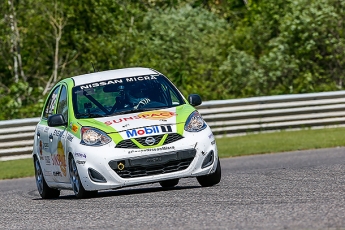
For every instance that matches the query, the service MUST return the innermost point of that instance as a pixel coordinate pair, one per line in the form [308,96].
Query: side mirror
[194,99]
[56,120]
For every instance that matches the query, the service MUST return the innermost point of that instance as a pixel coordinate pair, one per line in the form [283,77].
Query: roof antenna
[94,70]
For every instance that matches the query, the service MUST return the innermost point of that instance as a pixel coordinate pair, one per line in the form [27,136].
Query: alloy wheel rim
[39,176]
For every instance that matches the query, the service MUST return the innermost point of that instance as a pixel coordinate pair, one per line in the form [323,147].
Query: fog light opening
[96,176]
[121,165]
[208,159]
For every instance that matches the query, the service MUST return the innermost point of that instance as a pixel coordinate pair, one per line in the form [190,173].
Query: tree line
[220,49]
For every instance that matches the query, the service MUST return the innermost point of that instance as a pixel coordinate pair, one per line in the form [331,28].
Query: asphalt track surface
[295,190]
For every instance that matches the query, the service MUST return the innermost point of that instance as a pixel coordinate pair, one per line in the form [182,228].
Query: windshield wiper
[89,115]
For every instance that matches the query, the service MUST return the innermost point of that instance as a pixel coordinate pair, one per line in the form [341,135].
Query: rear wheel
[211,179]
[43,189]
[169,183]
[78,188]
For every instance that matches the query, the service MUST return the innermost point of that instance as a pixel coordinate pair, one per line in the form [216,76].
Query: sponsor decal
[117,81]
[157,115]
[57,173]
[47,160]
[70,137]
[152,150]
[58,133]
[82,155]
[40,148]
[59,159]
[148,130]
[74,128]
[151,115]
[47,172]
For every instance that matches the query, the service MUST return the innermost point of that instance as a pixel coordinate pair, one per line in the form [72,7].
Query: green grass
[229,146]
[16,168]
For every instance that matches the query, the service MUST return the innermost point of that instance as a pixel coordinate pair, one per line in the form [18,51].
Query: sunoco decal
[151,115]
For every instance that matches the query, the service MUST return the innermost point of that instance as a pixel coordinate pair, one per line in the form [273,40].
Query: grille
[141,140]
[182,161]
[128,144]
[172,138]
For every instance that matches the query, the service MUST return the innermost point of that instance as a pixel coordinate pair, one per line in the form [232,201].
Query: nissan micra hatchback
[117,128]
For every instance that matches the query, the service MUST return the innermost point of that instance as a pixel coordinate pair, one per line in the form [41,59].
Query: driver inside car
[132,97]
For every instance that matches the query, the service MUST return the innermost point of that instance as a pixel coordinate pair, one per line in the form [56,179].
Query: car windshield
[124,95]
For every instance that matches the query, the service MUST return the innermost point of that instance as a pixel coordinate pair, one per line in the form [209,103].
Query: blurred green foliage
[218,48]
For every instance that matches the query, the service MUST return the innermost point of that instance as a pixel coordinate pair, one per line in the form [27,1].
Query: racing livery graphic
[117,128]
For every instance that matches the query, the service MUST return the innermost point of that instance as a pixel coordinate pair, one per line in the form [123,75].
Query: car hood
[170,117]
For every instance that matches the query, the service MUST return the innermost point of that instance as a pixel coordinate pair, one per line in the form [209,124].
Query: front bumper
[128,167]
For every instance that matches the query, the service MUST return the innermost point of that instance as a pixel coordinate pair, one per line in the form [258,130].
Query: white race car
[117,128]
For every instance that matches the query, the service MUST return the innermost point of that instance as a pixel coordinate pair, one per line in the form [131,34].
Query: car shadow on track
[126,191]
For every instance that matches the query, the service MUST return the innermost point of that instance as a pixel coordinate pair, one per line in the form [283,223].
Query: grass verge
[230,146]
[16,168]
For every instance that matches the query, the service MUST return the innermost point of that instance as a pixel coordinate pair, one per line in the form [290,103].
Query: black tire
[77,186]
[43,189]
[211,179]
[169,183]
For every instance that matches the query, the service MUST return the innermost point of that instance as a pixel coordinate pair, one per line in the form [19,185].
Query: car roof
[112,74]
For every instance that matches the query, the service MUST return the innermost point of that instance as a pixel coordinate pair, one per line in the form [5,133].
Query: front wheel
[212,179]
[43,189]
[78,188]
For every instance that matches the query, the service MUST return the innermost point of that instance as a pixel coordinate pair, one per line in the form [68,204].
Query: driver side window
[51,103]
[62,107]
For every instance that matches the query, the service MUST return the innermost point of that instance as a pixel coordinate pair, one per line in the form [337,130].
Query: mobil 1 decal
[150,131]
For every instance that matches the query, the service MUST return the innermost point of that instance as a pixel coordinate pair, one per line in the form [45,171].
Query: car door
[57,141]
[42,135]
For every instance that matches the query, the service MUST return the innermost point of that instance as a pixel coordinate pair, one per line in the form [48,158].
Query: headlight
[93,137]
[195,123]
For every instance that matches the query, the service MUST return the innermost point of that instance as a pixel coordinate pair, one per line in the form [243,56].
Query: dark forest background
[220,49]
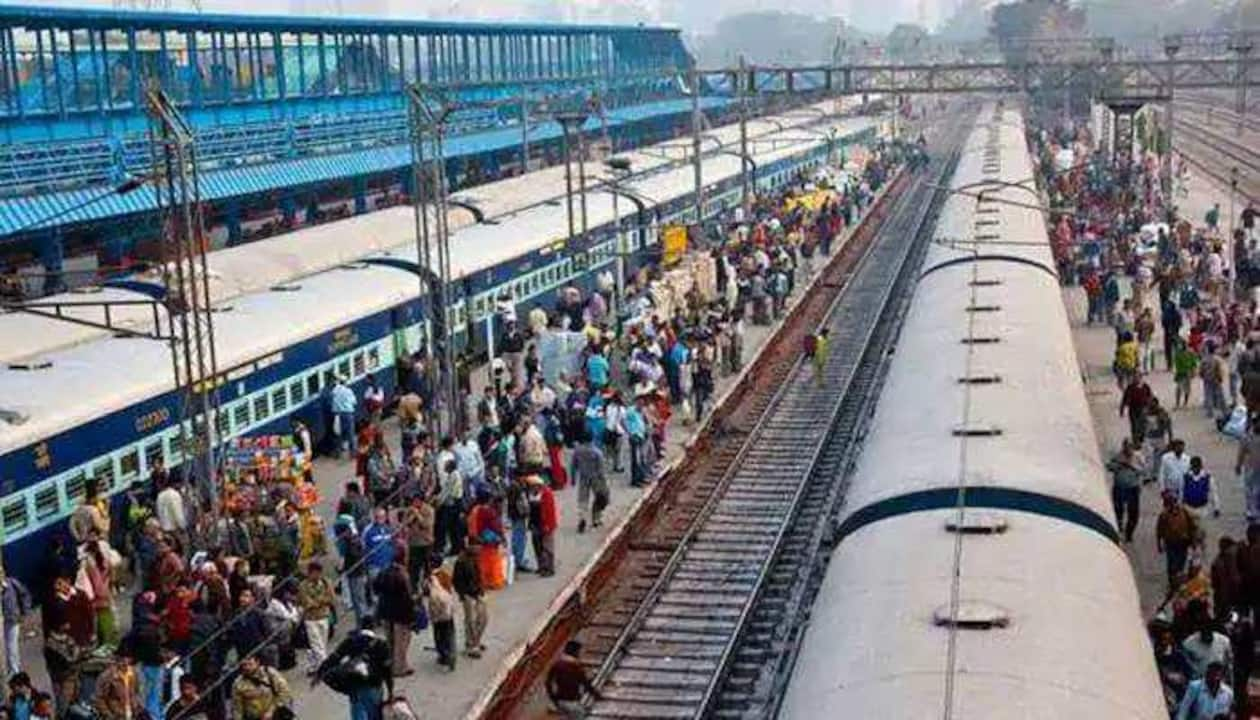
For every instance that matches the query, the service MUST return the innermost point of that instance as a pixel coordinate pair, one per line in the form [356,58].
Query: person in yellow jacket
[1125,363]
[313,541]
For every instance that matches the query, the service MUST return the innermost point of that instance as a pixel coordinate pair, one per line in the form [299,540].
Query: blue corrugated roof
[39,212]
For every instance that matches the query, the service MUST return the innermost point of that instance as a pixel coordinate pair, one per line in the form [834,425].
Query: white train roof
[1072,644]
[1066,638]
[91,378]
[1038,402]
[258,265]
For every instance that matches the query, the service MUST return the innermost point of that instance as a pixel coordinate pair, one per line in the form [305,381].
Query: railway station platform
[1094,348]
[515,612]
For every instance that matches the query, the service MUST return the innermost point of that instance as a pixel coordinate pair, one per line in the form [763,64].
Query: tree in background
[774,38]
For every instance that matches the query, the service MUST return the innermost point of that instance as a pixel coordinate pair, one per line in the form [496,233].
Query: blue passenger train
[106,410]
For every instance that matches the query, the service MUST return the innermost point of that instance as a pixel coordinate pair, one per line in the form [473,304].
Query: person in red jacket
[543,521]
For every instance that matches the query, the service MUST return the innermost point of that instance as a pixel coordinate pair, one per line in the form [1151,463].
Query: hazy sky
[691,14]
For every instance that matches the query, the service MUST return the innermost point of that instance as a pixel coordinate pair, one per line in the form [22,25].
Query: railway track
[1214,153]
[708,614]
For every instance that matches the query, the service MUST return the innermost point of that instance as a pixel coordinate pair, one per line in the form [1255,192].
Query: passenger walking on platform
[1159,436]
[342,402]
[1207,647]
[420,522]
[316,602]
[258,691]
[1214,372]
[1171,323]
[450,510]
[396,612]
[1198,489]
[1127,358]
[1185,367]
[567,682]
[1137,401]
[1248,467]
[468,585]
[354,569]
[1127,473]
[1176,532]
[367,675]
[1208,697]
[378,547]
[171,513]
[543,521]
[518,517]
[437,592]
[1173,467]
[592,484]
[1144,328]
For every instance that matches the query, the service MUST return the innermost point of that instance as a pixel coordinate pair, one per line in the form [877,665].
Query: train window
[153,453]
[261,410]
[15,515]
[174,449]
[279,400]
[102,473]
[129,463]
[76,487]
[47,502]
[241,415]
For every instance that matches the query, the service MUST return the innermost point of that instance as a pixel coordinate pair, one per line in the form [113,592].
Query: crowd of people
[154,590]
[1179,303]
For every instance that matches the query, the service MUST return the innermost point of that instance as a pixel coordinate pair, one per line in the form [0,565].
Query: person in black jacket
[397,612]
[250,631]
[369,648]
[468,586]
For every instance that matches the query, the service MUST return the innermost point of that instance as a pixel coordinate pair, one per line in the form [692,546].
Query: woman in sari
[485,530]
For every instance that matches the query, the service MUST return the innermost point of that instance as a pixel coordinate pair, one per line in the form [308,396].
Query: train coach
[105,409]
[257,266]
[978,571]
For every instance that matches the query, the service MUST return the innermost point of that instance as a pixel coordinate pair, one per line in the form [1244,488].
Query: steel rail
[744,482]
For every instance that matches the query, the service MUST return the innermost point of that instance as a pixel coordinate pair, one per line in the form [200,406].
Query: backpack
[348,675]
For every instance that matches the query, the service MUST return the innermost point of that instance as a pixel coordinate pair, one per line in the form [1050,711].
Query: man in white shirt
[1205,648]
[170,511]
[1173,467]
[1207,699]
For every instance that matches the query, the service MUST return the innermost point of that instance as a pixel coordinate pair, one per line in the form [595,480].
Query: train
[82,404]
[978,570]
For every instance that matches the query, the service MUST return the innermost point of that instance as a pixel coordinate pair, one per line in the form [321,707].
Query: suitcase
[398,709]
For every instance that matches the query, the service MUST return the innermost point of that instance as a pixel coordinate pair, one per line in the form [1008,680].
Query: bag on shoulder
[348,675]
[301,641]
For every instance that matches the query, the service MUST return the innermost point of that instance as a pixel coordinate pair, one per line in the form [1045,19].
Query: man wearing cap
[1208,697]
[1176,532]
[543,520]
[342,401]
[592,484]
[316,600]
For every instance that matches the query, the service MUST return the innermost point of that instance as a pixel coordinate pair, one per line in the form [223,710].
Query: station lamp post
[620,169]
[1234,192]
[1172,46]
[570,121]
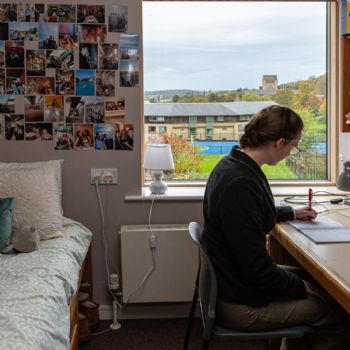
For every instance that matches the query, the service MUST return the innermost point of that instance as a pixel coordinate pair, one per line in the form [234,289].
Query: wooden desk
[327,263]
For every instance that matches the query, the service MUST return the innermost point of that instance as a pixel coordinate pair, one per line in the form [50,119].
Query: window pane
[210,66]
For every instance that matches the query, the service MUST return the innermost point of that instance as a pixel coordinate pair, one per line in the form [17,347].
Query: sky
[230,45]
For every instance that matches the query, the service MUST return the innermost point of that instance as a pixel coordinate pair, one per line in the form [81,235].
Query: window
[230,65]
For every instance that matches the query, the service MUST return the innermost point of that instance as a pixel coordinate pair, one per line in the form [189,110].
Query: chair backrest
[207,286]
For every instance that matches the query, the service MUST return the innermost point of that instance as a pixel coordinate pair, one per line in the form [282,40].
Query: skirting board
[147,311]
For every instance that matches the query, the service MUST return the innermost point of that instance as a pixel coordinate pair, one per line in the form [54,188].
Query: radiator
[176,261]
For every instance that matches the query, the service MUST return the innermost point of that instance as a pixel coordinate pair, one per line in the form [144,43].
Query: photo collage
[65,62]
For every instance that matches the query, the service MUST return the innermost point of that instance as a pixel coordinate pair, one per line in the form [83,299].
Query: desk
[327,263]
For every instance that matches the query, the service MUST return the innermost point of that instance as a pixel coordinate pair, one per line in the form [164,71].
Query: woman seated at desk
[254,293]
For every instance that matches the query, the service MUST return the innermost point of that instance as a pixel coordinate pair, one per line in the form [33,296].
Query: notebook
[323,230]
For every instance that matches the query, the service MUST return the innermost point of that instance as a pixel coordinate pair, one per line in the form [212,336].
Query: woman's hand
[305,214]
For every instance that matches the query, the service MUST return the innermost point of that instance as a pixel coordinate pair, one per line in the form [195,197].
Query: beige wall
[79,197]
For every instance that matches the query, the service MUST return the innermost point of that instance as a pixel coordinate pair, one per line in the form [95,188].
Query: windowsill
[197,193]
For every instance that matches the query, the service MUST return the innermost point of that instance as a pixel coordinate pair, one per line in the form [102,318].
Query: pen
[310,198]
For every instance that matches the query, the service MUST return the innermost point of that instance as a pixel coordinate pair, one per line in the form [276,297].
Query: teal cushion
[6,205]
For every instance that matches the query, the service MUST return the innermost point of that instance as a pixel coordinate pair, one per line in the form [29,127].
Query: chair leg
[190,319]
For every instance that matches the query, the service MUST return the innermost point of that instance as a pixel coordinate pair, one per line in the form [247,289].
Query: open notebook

DO THIS —
Give exactly the lines from the one with "the form [102,318]." to the end of the entries, nothing before them.

SOLUTION BELOW —
For every instance that matches the query, the service MUST return the innermost point of that instance as a pixel coordinate pair, one per line in the form [102,318].
Query: pen
[310,198]
For every instance that matches the query, the service MUST return the innermost point of that instance as a pixel coordinate pair, one per line in the form [276,297].
Query: teal cushion
[6,205]
For every instance that matches the query, the service MUST return the innermost point of that instance as a pixel coordinate pair, one per line in the form [29,127].
Query: chair leg
[190,319]
For every instance that matches the query, the service MUST return the innermost point of that instance as a pixel coordinate pair, one per line in the form [247,289].
Query: open notebook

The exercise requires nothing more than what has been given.